Design dashboards to answer the core QA questions: Is observed latency exceeding static WCET? Which commits caused regressions? Which hardware variants are problematic?

• Use trend charts with static_wcet overlaid on runtime percentiles.
• Create regression alerts that trigger when observed_p99 > static_wcet * 1.2 for a given window and sample_count threshold.
• Surface root-cause links to VectorCAST test runs, code commits and RocqStat analysis reports in alert payloads.

Security & governance: operational controls

Streaming verification data can impact compliance and certification. Apply these controls:

• Provenance & non-repudiation: sign exports and persist verification metadata (who started the test, toolchain versions).
• RBAC & least privilege: separate roles for data producers, consumers and approvers; enforce via IAM (Azure AD / Okta) + SCIM provisioning into low-code apps.
• Data retention & purge: classify telemetry by sensitivity. Keep raw traces for short windows; retain aggregated metrics longer.
• Audit trails: log ingestion, token issuance and API access to your SIEM for forensic capability.
• FIPS / safety standards: for automotive safety (ISO 26262) or avionics (DO-178C), maintain artifact chains and evidence for audits. Use HSMs for signing.

Designing metrics for scale and signal

Timing observability is different from business metrics. Avoid common pitfalls:

• Limit label cardinality: don’t label by ephemeral values (e.g., full trace IDs) in time-series metrics. Aggregate to task/feature/board.

→ Your tasks
• a. Answer these questions from the timing-observability text:
(i) By what factor must observed_p99 exceed static_wcet for a regression alert to fire?
(ii) Which avionics standard is named?
(iii) What hardware is recommended for signing?
• b. List every operational control named under "Security & governance" in the timing-observability text.
• c. Pick up the timing-observability text after its final sentence and keep writing.
The data placed after this text is not used for any of the work here.

→ Material
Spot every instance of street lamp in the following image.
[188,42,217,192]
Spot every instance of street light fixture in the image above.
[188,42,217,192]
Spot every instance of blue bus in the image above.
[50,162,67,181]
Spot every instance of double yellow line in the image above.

--

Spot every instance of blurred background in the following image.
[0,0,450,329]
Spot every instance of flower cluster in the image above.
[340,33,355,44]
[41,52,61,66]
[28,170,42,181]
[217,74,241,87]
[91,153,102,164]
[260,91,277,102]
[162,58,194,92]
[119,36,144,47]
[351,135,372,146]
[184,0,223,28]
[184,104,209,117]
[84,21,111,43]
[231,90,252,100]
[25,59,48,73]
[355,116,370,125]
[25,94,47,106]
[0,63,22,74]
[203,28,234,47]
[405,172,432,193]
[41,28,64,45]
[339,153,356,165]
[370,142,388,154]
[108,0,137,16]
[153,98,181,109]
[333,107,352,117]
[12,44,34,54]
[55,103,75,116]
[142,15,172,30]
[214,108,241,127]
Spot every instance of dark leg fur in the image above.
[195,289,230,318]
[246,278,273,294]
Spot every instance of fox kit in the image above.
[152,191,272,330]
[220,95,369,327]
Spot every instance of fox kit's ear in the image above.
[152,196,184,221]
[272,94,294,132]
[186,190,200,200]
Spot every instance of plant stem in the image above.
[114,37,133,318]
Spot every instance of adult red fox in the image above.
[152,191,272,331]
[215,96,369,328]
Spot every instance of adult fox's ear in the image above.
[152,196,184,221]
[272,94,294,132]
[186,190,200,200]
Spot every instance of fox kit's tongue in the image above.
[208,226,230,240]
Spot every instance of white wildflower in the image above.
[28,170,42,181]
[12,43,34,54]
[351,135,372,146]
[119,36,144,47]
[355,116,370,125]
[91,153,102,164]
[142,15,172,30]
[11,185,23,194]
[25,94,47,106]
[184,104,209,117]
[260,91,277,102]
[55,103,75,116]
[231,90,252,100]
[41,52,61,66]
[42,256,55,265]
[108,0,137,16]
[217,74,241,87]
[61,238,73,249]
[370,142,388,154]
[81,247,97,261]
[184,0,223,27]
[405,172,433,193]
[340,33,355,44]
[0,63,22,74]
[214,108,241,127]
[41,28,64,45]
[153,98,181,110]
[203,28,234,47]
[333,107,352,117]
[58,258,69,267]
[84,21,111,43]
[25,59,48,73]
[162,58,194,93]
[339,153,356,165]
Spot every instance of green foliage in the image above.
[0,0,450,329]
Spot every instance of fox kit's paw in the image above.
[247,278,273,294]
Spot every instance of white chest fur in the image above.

→ Exercise answers
• a.
(i) 1.2
(ii) DO-178C
(iii) HSMs

• b.
Provenance & non-repudiation
RBAC & least privilege
Data retention & purge
Audit trails
FIPS / safety standards

• c.
• Use histograms for latency distributions to compute p95/p99 without high cardinality.
• Sampling: sample traces but keep full samples for failed or outlier runs. For WCET verification, preserve max and top N traces for root-cause analysis.
• Baselines & learning: compute baseline windows per build family and hardware. Use anomaly detection to highlight regressions that matter.

Advanced strategies and future-proofing (2026+)

To stay ahead as toolchains evolve, adopt these advanced patterns:

• Hybrid verification: correlate RocqStat static bounds with runtime telemetry to refine WCET models. Feed discrepancies back into static analyzers for improved models.
• Model-assisted sampling: use static WCET to guide runtime sampling frequency—more sampling where static analysis predicts tight margins.
• Edge pre-aggregation: perform histogram aggregation at gateways to reduce ingestion cost and improve privacy for sensitive test labs.
• Data contracts and schema registry: evolve metric schemas with a registry and backwards-compatible versions so low-code apps don’t break.
• Self-service connectors: provide secure, catalogued connectors for low-code citizens so QA and engineers can build dashboards without IT bottlenecks while preserving governance.

Operational checklist before production rollout

1. Define WCET/telemetry schema and retention policy.
2. Instrument VectorCAST/RocqStat and CI plugins to emit structured data.
3. Deploy Telemetry Gateway with mTLS and OAuth token validation.
4. Set up a collector (OTel Collector) & TSDB/observability backend.
5. Build an API layer for low-code consumption with RBAC scopes.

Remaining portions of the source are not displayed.